**What you need to do:** Find the line containing "of the antenna", then output it and every line after it through the end of the listing below, exactly as written.

**Task inputs:**
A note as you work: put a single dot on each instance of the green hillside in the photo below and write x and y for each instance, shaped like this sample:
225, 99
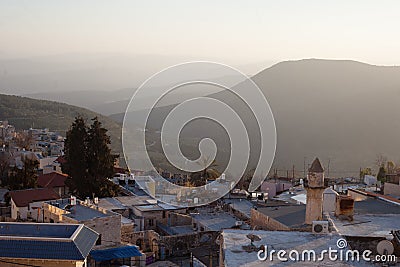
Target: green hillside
23, 113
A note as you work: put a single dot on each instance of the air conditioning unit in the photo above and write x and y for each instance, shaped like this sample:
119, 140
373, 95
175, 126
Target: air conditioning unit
320, 227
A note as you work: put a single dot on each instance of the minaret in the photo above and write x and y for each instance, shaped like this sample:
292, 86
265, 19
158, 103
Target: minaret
315, 188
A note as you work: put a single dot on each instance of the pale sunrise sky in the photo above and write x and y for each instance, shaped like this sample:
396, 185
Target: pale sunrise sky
249, 31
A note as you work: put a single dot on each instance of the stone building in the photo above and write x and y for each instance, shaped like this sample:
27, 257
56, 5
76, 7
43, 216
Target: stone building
61, 245
106, 223
315, 186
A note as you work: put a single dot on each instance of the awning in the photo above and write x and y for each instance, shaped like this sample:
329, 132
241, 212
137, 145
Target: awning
115, 253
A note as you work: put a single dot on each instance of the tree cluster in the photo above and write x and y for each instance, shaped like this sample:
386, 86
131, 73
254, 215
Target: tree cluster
89, 161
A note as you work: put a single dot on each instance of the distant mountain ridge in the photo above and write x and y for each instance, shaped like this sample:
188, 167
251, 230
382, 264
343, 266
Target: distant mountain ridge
345, 112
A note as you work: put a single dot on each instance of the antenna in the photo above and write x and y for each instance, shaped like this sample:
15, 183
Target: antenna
385, 247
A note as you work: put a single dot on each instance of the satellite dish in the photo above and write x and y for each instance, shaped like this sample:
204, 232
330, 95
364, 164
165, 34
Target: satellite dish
385, 247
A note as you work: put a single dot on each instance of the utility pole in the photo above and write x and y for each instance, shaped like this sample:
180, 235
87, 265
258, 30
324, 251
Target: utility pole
329, 163
293, 175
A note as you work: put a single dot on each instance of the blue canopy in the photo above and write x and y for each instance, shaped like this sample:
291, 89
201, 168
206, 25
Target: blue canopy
115, 253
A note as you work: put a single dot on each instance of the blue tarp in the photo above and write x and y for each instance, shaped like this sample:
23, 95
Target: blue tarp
115, 253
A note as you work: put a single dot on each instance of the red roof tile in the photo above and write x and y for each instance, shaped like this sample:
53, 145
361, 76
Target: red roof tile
51, 180
22, 198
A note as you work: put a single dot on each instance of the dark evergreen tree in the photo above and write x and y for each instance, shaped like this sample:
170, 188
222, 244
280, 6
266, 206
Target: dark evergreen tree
24, 178
89, 161
75, 156
100, 160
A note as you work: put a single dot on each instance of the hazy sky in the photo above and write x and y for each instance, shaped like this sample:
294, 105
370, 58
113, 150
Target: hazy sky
248, 31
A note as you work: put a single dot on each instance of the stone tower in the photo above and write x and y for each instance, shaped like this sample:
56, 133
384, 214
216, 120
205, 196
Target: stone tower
315, 187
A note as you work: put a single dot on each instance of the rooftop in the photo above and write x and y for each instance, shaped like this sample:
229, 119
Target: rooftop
316, 166
22, 198
242, 205
46, 241
372, 225
289, 215
53, 179
375, 206
81, 212
373, 217
215, 221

**Response to this exercise:**
A note as you work: put a single dot on each instance of the antenna in the photo above and write x and y for each instance, shaped like this sample:
15, 183
Target: antenna
385, 247
A note as you work: put a single dot on each instance of the satellite dish in the photo above and write x and y for each instance, shaped like this sample:
204, 232
330, 95
364, 164
165, 34
Target: satellite dish
385, 247
A note as you work: put a single dot on each instance of the utility pole in the photo above and write x and y for each instance, shaped like this sample:
180, 235
87, 265
258, 30
324, 251
Target: utility pole
329, 163
293, 175
A note as you work: put a single dot on each instance of the blue canopy in the photo above and write x and y for each instance, shaped like this sample:
291, 89
201, 168
206, 25
Target: blue canopy
115, 253
A note as you work: put a single dot on each instance of the blue tarp in the photo above and write x and y for each instance, shaped like this sample:
23, 95
Target: blue tarp
115, 253
A note as you work: put a single dot on each instance of the red roof tile in the photo above and write x and y for each instance, shaped like this sample:
53, 145
361, 76
Target: red roof tile
51, 180
22, 198
A note as you work: put a single dot on each instance of the dark evergreen tree in the photo above and write x and y for each instance, shaped like this sample:
170, 188
222, 244
280, 6
266, 206
Target: dark evergreen tree
24, 178
89, 161
75, 156
100, 160
A note as you work: put a single dot on each instance of the hazy sky in the photo above and write x and y for each instance, shaped like this sample:
294, 105
370, 58
113, 150
Target: hazy sky
248, 31
A note as you work: put a single dot on each instance of the stone tower in the photo above and write x and y for each instance, shaped like this sample:
56, 133
384, 214
216, 120
205, 196
Target: stone tower
315, 187
A note as you work: put a single dot on each instance of the rooftop in the photo above and write x and y for each instance, shaped like this sample:
229, 119
Target: rooftop
316, 166
22, 198
242, 205
46, 241
372, 225
289, 215
53, 179
375, 206
81, 212
373, 217
215, 221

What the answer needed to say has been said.